__Exercise brief__:
Recast the data from the line containing "indicate the helicopter" through the end of the data as a Markdown table with the columns Row and Line. Row gives the row number, Line gives that line, and blank lines are left out.

▶

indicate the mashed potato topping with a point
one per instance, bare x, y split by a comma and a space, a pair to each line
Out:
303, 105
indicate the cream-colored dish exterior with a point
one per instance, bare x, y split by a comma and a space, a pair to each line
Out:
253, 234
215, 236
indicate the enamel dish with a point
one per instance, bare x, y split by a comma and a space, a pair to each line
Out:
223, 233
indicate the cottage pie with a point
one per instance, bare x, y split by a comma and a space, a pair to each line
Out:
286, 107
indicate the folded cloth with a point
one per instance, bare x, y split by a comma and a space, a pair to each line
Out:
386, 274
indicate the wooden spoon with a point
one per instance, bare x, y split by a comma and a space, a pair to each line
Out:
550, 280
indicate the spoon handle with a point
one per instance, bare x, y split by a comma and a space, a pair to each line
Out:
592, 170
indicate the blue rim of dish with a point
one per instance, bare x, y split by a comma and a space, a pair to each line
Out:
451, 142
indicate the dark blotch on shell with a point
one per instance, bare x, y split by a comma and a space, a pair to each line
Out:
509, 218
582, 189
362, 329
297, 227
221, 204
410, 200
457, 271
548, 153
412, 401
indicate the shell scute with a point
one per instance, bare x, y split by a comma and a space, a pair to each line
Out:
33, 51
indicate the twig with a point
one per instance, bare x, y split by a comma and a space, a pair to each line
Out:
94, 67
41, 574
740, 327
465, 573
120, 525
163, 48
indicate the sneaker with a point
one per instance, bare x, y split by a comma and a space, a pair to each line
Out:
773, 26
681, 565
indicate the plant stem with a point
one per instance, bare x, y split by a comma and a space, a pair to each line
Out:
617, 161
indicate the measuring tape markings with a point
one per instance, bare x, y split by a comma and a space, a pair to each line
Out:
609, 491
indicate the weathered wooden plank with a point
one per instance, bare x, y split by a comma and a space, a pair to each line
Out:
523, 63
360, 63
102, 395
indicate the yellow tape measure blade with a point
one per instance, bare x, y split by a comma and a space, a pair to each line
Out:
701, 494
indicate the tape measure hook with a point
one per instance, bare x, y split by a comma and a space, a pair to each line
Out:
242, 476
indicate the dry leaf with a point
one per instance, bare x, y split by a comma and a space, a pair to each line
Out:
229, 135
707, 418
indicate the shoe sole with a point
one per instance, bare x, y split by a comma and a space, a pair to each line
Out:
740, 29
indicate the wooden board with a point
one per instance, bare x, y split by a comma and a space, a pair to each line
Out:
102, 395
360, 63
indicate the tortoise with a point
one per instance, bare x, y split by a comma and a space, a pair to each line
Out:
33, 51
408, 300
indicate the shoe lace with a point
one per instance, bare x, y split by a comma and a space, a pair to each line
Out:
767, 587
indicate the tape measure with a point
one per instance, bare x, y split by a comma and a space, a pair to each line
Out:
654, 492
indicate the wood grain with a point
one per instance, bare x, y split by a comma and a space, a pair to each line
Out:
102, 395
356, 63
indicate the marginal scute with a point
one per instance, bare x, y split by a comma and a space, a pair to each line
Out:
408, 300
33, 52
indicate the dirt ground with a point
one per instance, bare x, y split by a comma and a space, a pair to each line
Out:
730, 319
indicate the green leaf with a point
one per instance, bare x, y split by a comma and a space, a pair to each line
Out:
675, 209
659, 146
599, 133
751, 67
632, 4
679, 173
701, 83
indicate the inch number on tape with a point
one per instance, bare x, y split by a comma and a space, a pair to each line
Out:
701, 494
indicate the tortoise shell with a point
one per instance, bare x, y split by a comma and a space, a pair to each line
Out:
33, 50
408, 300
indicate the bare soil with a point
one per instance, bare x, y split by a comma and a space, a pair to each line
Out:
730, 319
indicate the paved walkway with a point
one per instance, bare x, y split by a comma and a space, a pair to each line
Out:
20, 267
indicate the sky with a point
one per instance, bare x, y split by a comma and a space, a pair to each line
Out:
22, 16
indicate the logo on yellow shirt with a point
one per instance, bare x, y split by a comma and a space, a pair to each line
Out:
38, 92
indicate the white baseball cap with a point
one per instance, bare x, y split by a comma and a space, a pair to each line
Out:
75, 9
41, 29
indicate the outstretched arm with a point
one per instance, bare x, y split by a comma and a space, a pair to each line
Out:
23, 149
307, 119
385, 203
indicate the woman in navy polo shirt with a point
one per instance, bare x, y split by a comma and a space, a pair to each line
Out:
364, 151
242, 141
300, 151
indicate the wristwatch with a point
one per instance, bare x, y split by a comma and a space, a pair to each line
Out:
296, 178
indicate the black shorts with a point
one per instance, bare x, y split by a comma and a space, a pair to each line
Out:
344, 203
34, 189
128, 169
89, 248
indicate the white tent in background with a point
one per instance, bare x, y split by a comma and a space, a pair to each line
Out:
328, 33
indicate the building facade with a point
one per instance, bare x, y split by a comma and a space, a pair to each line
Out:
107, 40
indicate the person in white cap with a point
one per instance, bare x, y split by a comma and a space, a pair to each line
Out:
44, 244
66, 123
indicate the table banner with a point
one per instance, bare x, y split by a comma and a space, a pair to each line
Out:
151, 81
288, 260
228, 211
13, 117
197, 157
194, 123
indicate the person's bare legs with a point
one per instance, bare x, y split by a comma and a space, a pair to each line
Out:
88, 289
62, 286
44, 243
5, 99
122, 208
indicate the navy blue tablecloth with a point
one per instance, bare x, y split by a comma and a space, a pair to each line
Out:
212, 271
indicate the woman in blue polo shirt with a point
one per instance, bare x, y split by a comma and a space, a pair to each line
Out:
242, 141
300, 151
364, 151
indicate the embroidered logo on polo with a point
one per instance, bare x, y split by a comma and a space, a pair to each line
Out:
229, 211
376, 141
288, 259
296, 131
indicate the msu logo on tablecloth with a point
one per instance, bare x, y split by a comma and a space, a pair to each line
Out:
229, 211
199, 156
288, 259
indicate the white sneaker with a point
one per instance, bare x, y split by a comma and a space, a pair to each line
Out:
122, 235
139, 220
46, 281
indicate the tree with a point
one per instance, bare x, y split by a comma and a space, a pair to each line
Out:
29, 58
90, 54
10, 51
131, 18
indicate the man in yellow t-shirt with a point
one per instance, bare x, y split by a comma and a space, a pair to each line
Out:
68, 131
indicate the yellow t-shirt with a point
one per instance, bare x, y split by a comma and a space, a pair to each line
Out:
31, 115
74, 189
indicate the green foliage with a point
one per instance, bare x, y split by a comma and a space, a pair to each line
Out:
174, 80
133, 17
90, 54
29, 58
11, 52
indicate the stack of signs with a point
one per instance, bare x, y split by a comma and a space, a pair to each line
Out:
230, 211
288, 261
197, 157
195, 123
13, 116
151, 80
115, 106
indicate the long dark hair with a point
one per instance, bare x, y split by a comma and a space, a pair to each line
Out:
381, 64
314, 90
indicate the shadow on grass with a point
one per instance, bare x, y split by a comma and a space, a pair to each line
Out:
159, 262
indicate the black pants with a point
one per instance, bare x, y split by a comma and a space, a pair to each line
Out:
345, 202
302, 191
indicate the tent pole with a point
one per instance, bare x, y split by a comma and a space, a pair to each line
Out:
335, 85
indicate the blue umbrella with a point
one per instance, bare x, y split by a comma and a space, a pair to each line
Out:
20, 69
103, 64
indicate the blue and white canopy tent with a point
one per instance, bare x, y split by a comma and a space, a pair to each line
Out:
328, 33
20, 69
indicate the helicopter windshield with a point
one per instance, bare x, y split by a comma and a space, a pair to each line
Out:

◀

__Task answer__:
| Row | Line |
|---|---|
| 1 | indicate the helicopter windshield with a point |
| 2 | one per instance, bare x, y split by a comma and a space, a pair to each line |
| 3 | Out: |